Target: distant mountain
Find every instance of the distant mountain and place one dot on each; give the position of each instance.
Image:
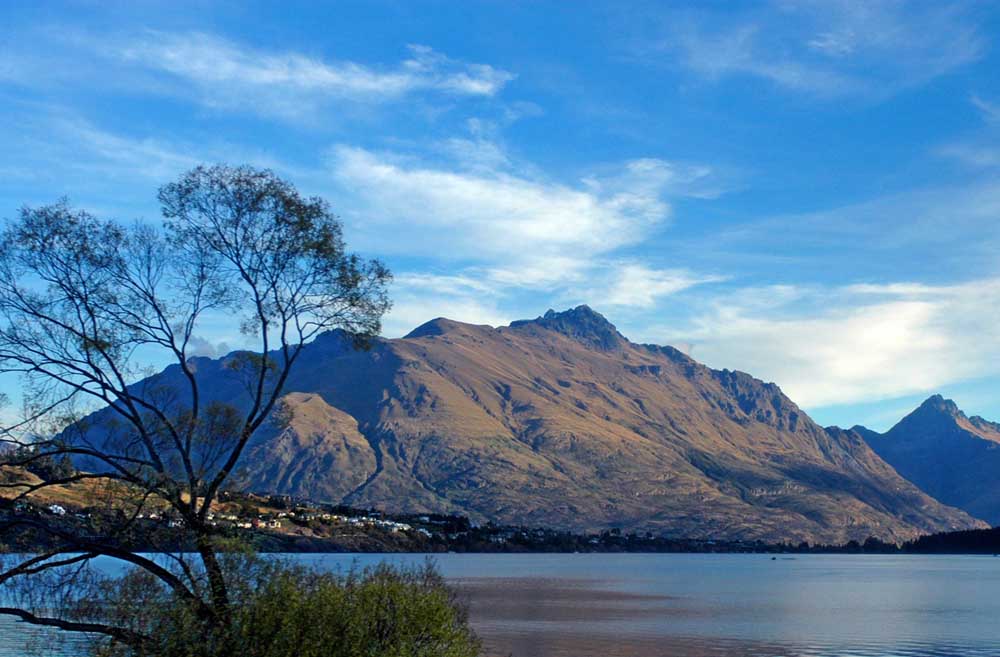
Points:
● ● ●
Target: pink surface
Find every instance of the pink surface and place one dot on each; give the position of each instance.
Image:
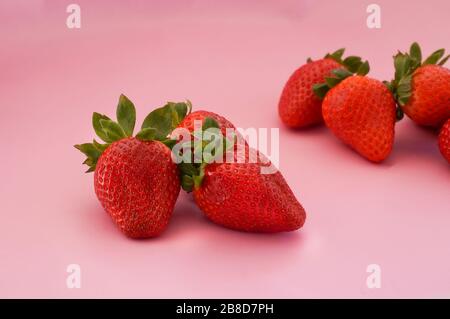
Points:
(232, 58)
● ● ●
— What to produce —
Return, from the data, each line where the string "mountain" occurs.

— Your solution —
Target: distant mountain
Find every instance of the distant mountain and place one dot on each; give the position of each instance.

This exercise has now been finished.